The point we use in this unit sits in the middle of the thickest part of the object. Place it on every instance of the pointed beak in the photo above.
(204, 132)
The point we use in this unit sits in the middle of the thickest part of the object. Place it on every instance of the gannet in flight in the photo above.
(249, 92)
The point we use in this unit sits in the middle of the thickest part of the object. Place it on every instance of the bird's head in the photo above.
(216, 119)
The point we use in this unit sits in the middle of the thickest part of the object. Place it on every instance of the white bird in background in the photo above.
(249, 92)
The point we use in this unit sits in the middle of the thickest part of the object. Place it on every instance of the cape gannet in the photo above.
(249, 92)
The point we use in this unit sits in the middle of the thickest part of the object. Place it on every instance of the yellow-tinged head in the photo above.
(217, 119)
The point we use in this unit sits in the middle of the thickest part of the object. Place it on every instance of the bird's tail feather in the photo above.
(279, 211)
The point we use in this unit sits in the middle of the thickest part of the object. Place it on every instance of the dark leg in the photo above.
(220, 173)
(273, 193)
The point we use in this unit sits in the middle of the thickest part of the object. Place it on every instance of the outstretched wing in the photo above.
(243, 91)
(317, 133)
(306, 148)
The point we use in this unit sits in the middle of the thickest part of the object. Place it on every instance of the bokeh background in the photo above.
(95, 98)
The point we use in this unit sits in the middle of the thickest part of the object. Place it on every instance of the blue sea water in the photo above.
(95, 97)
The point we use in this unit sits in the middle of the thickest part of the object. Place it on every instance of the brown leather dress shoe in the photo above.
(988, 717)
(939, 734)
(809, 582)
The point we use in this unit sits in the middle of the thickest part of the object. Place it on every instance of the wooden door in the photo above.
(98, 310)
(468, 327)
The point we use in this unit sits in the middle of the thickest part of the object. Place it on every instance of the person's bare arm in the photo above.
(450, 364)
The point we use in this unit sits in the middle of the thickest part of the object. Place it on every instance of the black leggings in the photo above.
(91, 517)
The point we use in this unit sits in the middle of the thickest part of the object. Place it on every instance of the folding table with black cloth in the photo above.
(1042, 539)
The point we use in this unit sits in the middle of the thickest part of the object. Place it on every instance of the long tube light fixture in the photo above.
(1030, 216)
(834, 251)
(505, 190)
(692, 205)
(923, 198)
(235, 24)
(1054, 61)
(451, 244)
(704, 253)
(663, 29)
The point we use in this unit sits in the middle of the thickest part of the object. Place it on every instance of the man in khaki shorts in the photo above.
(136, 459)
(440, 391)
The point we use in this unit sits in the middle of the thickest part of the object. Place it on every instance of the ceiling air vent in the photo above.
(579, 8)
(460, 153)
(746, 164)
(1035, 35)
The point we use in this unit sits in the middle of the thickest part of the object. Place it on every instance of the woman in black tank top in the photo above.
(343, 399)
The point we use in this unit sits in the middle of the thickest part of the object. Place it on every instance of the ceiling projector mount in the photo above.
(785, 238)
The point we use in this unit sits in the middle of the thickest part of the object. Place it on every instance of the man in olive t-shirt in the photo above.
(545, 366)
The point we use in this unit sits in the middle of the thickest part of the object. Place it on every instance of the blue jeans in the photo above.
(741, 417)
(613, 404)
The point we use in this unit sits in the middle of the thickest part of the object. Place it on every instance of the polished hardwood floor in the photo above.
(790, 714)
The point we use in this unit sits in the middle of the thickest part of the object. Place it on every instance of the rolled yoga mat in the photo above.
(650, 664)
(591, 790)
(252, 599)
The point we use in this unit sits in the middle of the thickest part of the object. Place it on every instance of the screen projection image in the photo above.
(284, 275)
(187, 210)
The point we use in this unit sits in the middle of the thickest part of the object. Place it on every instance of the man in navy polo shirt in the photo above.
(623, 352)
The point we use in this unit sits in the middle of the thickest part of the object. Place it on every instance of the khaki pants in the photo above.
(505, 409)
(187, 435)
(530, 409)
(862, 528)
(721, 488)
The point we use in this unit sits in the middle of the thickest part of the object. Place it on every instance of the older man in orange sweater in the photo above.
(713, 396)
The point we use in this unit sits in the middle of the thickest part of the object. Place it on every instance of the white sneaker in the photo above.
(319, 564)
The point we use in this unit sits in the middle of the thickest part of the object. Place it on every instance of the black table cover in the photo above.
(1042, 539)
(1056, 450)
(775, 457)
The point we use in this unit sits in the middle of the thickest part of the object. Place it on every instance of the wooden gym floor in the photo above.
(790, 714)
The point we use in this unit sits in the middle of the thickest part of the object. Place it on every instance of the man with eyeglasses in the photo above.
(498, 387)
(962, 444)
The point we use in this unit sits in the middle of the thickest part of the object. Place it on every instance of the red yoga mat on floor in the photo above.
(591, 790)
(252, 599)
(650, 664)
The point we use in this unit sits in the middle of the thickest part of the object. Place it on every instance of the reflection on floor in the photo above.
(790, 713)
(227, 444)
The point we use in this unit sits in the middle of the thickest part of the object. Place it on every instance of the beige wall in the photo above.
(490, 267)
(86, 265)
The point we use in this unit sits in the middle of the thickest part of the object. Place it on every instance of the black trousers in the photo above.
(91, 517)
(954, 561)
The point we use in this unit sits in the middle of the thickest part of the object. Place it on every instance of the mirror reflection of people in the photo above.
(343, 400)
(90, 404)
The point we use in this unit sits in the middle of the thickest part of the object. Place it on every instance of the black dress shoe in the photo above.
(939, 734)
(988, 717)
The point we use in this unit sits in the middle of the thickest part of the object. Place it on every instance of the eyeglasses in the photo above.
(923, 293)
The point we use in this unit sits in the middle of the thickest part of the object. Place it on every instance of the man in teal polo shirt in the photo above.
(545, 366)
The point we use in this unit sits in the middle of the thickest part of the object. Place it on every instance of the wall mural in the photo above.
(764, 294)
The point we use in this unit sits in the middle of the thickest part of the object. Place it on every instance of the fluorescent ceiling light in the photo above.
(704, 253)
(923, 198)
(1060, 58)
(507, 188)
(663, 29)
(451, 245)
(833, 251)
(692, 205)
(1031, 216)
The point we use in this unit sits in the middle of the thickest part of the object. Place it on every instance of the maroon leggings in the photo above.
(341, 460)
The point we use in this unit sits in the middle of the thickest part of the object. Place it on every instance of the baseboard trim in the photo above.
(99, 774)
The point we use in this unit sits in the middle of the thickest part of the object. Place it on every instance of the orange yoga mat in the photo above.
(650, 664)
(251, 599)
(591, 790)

▶ [Task to complete]:
Please return every line of the listing exactly.

▶ [Task result]:
The point we use in this unit sits in the middle of the thickest part of the object. Place it on every instance of the pointed beak in the photo above.
(204, 132)
The point we use in this unit sits in the middle of the thickest part of the object. Place it on every instance of the gannet in flight in the photo above.
(249, 92)
The point we use in this unit sits in the middle of the thickest part of the object. Place it on every instance of the bird's head in the photo above.
(216, 119)
The point we use in this unit sits in the middle of the thickest part of the object. Place it on every instance of the white bird in background in the photo above.
(249, 92)
The point we use in this unit sits in the middle of the thickest part of the object. Place it on every instance of the cape gannet in the photo above.
(249, 92)
The point we use in this unit sits in the middle of the thickest part of the object. Place it on every instance of the yellow-tinged head in the photo above.
(217, 119)
The point we use in this unit sits in the middle of the thickest part of the object. Place it on every instance of the bird's tail feather in the photo above.
(279, 211)
The point we use in this unit sits in the middle of the thickest part of the object. Place it on every instance of the dark leg in the photo above.
(220, 173)
(273, 193)
The point we use in this unit sits in the middle of the thickest part of the object. Place it on every instance of the outstretched wing in the photo above.
(243, 91)
(317, 133)
(306, 148)
The point we use in this unit sits in the middle of the thickest part of the object. Place it on every instance of the bokeh background in the photo above.
(95, 98)
The point we use in this unit sits in the middle of the thickest part of the object. Place it on every instance of the blue sea water in the photo above.
(95, 97)
The point we use in this unit sits in the middle of the thickest part of the object. Place it on every instance of the brown leather dress shoe in the photo above.
(988, 717)
(939, 734)
(809, 582)
The point we use in this unit sits in the middle of the thickest part of the object. Place it on every instance of the wooden door in the photo above.
(98, 310)
(468, 327)
The point we use in this unit sits in the middle of the thickest part of the object. Place it on every instance of the person's bare arm in the photo above.
(450, 364)
The point we use in this unit sits in the middle of the thickest part of the object. Place it on every instance of the black leggings in the photo above.
(91, 517)
The point we use in this unit sits in the middle of the thickest part of the object. Place it on every instance of the folding table with black cloth in the photo above.
(1042, 539)
The point we use in this unit sits in the middle of the thickest part of the object. Place it on every instance of the long tube light fixture in the photo above.
(1030, 216)
(834, 251)
(505, 190)
(692, 205)
(923, 198)
(235, 24)
(1054, 61)
(451, 244)
(704, 253)
(663, 29)
The point we use in this unit sits in the middle of the thickest part of the object. Place it on every instance of the man in khaki shorts in the photo above.
(136, 459)
(440, 391)
The point we use in this unit sits in the middle of the thickest part of the object. Place it on every instance of the ceiling air vent in the photo above.
(579, 8)
(460, 153)
(746, 164)
(1035, 35)
The point we use in this unit sits in the middle of the thickest part of the object. Place it on every instance of the woman in black tank top in the photo above.
(343, 399)
The point we use in this unit sits in the middle of the thickest part of the object. Place it on every instance of the ceiling projector mount in the photo above.
(785, 238)
The point we use in this unit sits in the middle of the thickest part of the object. Place it on every instance of the man in olive t-shirt in the photo above.
(545, 366)
The point we use in this unit sits in the middle of the thickest part of the object. Place it on every instance of the blue jeans in the photo above.
(741, 417)
(613, 404)
The point we use in this unit sits in the middle of the thickest part of the object. Place it on every instance of the polished hardwood floor in the photo above.
(790, 714)
The point we use in this unit sits in the middle of the thickest part of the object. Place it on every instance of the rolled yoga mat in the photo above.
(650, 664)
(591, 790)
(252, 599)
The point we use in this unit sits in the middle of the thickest part of the object. Place it on every instance of the screen projection image in the photo above.
(284, 275)
(187, 210)
The point we use in this unit sits in the middle of the thickest part of the object. Place it on every instance of the man in navy polo shirt in the photo above.
(623, 352)
The point we use in this unit sits in the middle of the thickest part of the object. Place it on every instance of the khaki pants in the photo above.
(505, 409)
(187, 435)
(530, 409)
(862, 528)
(721, 488)
The point we use in this unit sits in the middle of the thickest part of the object. Place it on every instance of the older man in orange sweater in the photo above.
(713, 396)
The point we use in this unit sits in the middle of the thickest part of the object. Place it on every instance of the white sneaker in the photo above.
(319, 564)
The point we use in this unit sits in the middle of the thickest part of the object. Place it on every instance of the black table cover in the photo above.
(1042, 539)
(1056, 450)
(775, 457)
The point we use in this unit sits in the middle of the thickest part of the object. Place it on every instance of the wooden gym floor in the photo above.
(790, 714)
The point we use in this unit sits in the middle of the thickest part of the object. Place it on every instance of the man with eyeglasses in the photo above.
(498, 387)
(962, 444)
The point we use in this unit sits in the middle of the thickest part of the object. Place it on every instance of the red yoga mat on floor in the photo above.
(591, 790)
(252, 599)
(650, 664)
The point we use in this unit sits in the middle of the thickest part of the object. Place it on every instance of the reflection on floor in the photo above.
(790, 713)
(227, 444)
The point we use in this unit sits in the middle of the thickest part of the object. Place it on every instance of the beige wall in the photo above.
(490, 267)
(86, 265)
The point we use in this unit sits in the middle of the thickest part of the object. Place it on every instance of the black trousers in the photo above.
(91, 517)
(954, 561)
The point we use in this unit sits in the middle of the thickest part of the object. Place it on every instance of the mirror reflection of people in the photo above.
(343, 400)
(90, 404)
The point we use in this unit sits in the middle of the thickest part of the object. Place it on every instance of the black dress shoe in the photo above.
(939, 734)
(988, 717)
The point we use in this unit sits in the middle of the thickest part of the object. Place it on every instance of the eyeglasses in the photo above.
(923, 293)
The point we use in this unit sits in the middle of the thickest part of the object. Place it on every instance of the man in teal polo shirt in the photo above.
(545, 366)
The point we use in this unit sits in the middle of the thickest part of the object. Place it on every instance of the wall mural in the photo above.
(764, 294)
The point we use in this unit sits in the middle of the thickest part of the object. Place it on every instance of the fluorescent ceiling light in the photo above.
(704, 253)
(923, 198)
(1060, 58)
(507, 188)
(663, 29)
(451, 245)
(833, 251)
(692, 205)
(1031, 216)
The point we use in this unit sits in the middle of the thickest part of the object. Place it on every instance of the maroon leggings in the photo above.
(341, 460)
The point we use in this unit sits in the middle of the thickest part of the object. Place it on every instance of the baseboard trim in the photo above.
(99, 774)
The point we use in this unit sits in the middle of the thickest part of the object. Place it on every instance of the orange yoga mat in the photo above.
(650, 664)
(251, 599)
(591, 790)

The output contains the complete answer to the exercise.